◆ What you need to do:
In the passage about nLife's drug delivery work, update the stretch from "The company's key" through "norephinephrinergic, and dopaminergic." so that "neurotransmitter transporter" becomes "neurotransmitter carrier".
***** Source extract
In the meantime, nLife is proceeding with its in-house work developing an antisense-based treatment for Parkinson's disease, which could be ready to begin clinical testing by mid-2014, Montefeltro added.

The company's key asset is its delivery technology, which involves conjugating a therapeutic nucleic acid, such as an siRNA or an antisense oligo, to an agent that selectively binds to a neurotransmitter transporter within a target neuron. In animal models, the company has established that the approach can be used to deliver oligonucleotides into three types of aminergic neurons: serotonergic, norephinephrinergic, and dopaminergic.

Recently, the US Patent and Trademark Office published an nLife patent application describing the technology.

Originally focused on depression, nLife collaborators reported in 2011 that the approach could be used to deliver siRNA that suppress a negative feedback mechanism that hinders the efficacy of selective serotonin reuptake inhibitors, or SSRIs such as Prozac.
**********
***** Dataset content
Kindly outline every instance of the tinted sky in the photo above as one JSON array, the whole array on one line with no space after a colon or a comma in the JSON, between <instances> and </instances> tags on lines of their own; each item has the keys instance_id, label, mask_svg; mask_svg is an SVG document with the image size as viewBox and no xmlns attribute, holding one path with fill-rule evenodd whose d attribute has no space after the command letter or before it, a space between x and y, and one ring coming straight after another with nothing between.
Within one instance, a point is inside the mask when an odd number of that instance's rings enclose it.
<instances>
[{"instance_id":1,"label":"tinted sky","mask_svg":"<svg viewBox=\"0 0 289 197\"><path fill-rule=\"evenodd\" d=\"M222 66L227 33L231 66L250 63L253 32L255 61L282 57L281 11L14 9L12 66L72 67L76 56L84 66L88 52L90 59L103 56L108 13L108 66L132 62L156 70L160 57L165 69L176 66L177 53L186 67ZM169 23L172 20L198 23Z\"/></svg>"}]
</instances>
**********
◆ Answer section:
The company's key asset is its delivery technology, which involves conjugating a therapeutic nucleic acid, such as an siRNA or an antisense oligo, to an agent that selectively binds to a neurotransmitter carrier within a target neuron. In animal models, the company has established that the approach can be used to deliver oligonucleotides into three types of aminergic neurons: serotonergic, norephinephrinergic, and dopaminergic.